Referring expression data
=======
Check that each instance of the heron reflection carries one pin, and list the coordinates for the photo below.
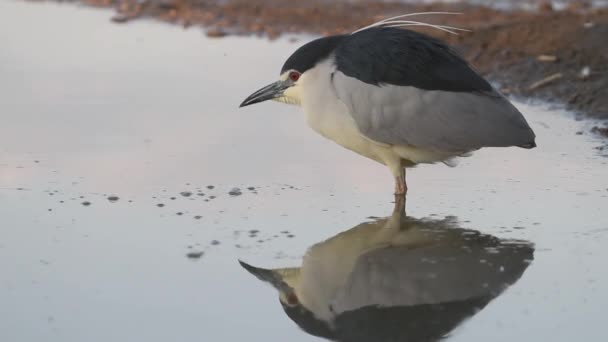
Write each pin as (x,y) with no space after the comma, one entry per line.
(396,279)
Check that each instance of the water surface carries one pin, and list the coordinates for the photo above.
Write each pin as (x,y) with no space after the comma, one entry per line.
(120,151)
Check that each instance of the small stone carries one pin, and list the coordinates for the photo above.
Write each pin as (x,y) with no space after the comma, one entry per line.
(195,255)
(235,192)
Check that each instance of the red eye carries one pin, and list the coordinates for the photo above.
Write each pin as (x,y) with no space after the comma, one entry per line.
(294,76)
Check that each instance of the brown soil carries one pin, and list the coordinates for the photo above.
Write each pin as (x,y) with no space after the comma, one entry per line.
(560,56)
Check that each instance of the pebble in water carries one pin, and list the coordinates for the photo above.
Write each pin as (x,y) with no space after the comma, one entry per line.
(195,255)
(235,192)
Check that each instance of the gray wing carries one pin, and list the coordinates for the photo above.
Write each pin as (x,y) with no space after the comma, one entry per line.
(433,119)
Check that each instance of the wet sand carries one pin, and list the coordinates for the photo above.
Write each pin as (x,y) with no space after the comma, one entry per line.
(542,53)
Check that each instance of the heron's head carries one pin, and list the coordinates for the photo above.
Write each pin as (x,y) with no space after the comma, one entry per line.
(295,72)
(283,280)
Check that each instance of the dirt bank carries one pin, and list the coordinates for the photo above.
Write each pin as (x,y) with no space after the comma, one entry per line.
(560,56)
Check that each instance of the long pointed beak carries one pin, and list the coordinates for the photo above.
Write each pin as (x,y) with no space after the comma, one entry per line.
(268,276)
(269,92)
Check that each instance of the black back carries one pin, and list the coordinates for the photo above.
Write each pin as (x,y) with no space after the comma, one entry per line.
(393,56)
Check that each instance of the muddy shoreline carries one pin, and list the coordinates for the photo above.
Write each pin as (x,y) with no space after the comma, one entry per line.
=======
→ Your goal:
Each entry is to be given again exactly as it stands, with its pictures removed.

→ Your response:
Check that each instance of the heron reflection carries one pin, and list the coordinates for the photo below.
Write each pin as (x,y) with no space after the comma, one entry per line.
(396,279)
Check that each instance of the water surface carries one pin, and list the coordinates for the photo above.
Write each pin as (x,y) with no space after the comma, one entry per line.
(120,151)
Check that each instance of the small stone carries one pin, and list the coordinates for the photo above.
Write each pin as (x,y) with no space after the comma, one entry per line.
(195,255)
(235,192)
Check that each instance of the red eye carries one pin, and list the coordinates for the photo above.
Write each pin as (x,y) with no space after the comma, one entry per line.
(294,76)
Check that each instance of the brown soil carries one pin, and list the coordinates for the photo above.
Write each pin as (x,y) with no space after the comma, one entry per line.
(560,56)
Check that each instance of the pebble in water carries one pin, and list the coordinates for the photo above.
Write each pin as (x,y) with no space after the comma, one entry per line.
(195,255)
(235,192)
Check that each instance of the gray wing carries one pin, and list the coordinates for the photo above.
Write each pin as (x,y) with no space after the comma, one entry per line.
(433,119)
Check that each instance of the wet sand carries one pin, and list the coordinates for the photo above.
Write each pin as (x,y) with no space after the comma, one entry per line.
(542,53)
Check that each instance of the heron's head carries one pin, and list the coordinates for the photo above.
Write each pin as (x,y) with no space after the comma, one entry per line.
(295,72)
(283,280)
Check that each instance of the dirt bank carries one pin, and list the coordinates for the photo above.
Write each pin as (x,y) with no space after the comma, one entry per line.
(560,56)
Check that each instance of the long pointed beak carries one pin, and list the coordinates for the photo above.
Write each pin as (x,y) with no space after the comma, one entry per line.
(268,276)
(269,92)
Check that each instance of the black back carries one pin, and list the coordinates for the photo above.
Write each pin as (x,y) with no space after the comma, one entry per line.
(393,56)
Check that each instance of the muddy shoreline carries one pin, and list the coordinates for the photo above.
Write each pin as (x,y) with no space after the comma, one entry per line.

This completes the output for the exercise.